_Article_
>>>>

No Mess Summer Fish Packets with PestoNo matter which method of cooking you choose to prepare this tasty meal-in-one — whether it's on the grill or in the oven — there's just something fun about cooking in and eating from a 'packet'. Plus, there is a bonus feature, clean-up is a breeze!

Recipe Ingredients:

Heavy-duty foil
Nonstick cooking spray
Grated peel and juice from 1 lemon
1 (7-ounce) container BUITONI Refrigerated All Natural Pesto with Basil
1 bunch thin asparagus spears, trimmed into 2-inch pieces (about 2 1/2 cups total)
1 large yellow squash or zucchini, cut in half lengthwise, then sliced horizontally into 1/4-inch half-moons (about 1 1/2 cups total)
5 (4 to 5 ounces each) about 1-inch-thick white fish fillets (such as wild halibut, red snapper, orange roughy or tilapia)

<<<<

_Listing_
>>>>

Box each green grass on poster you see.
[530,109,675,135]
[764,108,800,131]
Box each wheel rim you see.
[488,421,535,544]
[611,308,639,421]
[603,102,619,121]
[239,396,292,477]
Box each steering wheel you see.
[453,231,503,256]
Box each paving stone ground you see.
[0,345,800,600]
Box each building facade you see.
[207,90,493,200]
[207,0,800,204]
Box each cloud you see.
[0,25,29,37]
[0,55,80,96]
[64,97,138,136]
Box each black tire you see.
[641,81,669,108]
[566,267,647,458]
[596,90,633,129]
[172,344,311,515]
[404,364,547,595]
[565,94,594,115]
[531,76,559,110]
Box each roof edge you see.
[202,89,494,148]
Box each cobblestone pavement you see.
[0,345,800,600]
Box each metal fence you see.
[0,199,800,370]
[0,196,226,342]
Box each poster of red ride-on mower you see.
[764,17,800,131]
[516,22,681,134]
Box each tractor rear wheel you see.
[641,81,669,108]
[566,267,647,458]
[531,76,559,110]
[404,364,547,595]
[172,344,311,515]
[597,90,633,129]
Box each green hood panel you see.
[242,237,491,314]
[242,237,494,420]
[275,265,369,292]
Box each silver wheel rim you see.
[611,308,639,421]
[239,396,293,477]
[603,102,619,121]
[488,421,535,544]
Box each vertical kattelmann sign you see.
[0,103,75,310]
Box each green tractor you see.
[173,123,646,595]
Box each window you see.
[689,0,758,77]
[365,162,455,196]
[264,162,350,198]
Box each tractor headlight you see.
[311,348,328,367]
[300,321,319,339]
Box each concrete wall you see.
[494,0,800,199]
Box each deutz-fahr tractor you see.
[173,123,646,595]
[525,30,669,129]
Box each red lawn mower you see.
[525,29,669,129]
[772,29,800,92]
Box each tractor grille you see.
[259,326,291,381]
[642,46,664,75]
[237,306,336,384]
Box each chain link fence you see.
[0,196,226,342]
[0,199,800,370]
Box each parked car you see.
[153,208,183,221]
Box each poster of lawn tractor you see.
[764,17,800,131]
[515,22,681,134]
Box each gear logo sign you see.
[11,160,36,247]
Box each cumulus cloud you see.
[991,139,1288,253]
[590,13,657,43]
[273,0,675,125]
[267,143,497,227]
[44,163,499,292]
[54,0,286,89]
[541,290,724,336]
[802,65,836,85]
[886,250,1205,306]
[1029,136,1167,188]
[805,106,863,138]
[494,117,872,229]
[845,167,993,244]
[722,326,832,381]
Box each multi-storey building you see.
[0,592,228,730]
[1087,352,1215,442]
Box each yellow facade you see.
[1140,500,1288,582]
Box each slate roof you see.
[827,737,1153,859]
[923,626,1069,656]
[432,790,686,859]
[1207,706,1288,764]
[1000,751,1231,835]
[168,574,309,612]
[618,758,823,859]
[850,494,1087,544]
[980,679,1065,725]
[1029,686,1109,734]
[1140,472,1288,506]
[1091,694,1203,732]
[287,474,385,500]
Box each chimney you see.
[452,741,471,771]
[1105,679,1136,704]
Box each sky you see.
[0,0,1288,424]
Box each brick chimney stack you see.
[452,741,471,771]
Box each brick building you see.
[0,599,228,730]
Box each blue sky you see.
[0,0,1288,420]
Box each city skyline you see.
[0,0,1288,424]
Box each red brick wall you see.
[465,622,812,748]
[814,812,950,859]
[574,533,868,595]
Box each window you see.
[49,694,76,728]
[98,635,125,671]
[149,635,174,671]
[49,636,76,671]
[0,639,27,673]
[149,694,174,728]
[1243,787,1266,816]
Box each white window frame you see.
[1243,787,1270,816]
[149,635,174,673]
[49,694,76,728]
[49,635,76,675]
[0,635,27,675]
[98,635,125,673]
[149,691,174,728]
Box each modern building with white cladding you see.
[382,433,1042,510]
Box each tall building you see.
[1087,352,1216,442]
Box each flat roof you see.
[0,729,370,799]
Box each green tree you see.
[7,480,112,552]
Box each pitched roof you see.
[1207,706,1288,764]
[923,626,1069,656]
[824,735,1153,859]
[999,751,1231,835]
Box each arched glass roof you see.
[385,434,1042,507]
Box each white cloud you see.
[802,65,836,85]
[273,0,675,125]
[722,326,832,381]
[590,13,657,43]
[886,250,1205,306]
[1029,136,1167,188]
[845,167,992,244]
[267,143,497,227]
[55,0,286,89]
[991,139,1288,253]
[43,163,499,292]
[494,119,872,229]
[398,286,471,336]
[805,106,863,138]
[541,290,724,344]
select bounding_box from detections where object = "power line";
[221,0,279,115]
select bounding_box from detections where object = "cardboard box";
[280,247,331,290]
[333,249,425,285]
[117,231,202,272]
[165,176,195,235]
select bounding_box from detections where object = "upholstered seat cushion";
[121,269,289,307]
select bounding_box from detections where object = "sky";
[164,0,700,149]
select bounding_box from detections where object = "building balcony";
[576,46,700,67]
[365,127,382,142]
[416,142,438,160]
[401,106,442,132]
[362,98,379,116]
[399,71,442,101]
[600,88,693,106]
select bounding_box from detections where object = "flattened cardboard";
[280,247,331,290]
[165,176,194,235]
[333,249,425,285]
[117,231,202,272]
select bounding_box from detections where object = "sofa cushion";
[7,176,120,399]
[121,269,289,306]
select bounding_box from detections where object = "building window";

<<<<

_Problem set_
A – Name every kind of white fish the fish packets recipe gives as a choice for the fillets.
B – From the fish packets recipe, copy word for word the part that opens with the words containing "No Mess Summer" and closes with "is a breeze!".

_Answers to the tasks_
A – Wild halibut, red snapper, orange roughy, tilapia

B –
No Mess Summer Fish Packets with PestoNo matter which method of cooking you choose to prepare this tasty meal-in-one — whether it's on the grill or in the oven — there's just something fun about cooking in and eating from a 'packet'. Plus, there is a bonus feature, clean-up is a breeze!